(Lines of data)
↓

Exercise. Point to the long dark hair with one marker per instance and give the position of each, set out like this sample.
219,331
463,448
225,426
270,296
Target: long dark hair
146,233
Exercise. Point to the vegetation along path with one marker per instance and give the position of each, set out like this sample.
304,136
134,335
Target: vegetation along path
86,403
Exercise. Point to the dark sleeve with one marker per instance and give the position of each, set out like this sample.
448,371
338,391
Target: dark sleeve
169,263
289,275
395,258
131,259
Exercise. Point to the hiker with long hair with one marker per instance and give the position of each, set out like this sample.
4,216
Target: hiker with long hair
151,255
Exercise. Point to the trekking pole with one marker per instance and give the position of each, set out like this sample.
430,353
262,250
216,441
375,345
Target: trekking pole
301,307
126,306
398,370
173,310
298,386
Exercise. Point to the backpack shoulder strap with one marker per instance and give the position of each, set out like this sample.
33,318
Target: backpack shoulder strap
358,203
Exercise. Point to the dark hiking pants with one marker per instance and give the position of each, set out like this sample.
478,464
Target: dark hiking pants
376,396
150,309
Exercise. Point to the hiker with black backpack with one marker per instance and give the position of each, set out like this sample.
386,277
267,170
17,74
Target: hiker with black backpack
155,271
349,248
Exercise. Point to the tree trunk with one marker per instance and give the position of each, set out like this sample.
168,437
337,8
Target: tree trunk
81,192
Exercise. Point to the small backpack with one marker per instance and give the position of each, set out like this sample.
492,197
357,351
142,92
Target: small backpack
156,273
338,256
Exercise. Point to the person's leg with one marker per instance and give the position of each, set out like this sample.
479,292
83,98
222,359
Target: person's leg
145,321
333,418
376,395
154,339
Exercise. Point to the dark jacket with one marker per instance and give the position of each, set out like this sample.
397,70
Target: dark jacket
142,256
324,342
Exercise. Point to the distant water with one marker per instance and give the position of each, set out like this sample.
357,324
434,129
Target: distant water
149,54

↑

### REQUIRED TASK:
Rewrite all of the items above, replacing every "Target" with "Object" and keeping everything else unchanged.

### SOLVED EXERCISE:
Exercise. Point to the long dark hair with one marker per instance and give the position of each, set out like this sample.
219,331
463,448
225,426
270,296
Object: long dark hair
146,233
Exercise. Point to the vegetation along path with one marker per instance and give the position of each, set out like this sample.
304,136
134,335
Object: vegetation along path
86,403
Exercise. Point to the dark sleeve with one marker per instance and give the position of each, set out like this sample.
448,371
338,391
Object: dark sleeve
169,263
289,275
395,258
131,259
Exercise. Point to the hiker with long hair with one marker per instance and give the position of each, set out like this sample.
4,216
Object: hiker with long hair
151,255
Exercise. Point to the trekking pole with one marker per instance and give the position of each, set out like this sample.
430,353
262,250
216,441
375,345
Object: trekking pole
301,307
126,306
398,370
173,310
298,386
Exercise. Point to the backpack shoulder strap with one marker per instance and give the position of each, set out like this sample.
33,318
Object: backpack shoulder strap
358,203
Exercise. Point to the dark hiking pants with one marker per instance and give the position of each, set out like this sample.
478,464
Object: dark hiking pants
376,396
150,309
Exercise. Point to the hiker with black backpack with one marker per instance and give the position of each, set out like this sample.
386,277
267,170
17,74
Object: hiker with black backpack
155,271
349,248
Exercise. Point to the tree trunk with one marker per instance and give the position of each, set out like this sample.
168,437
337,8
Object: tree trunk
81,192
Exercise. Point to the small backpack with one marker per instance and give the position of each, set out like this sample.
492,197
357,351
142,92
Object: small backpack
156,273
338,256
Exercise. Point to the person's leg with one marker per instance and give the position of each, set out like this sample.
479,292
83,98
222,359
Object: person's leg
145,321
333,418
376,395
154,339
Exercise. Point to the dark jacket with one marker per instance and give the position of each, set out like this sample.
397,70
Object: dark jacket
142,256
324,342
Exercise. Point to the distant water with one marker per instance and give the position of each, set out like this sample.
357,324
434,129
Object: distant water
149,54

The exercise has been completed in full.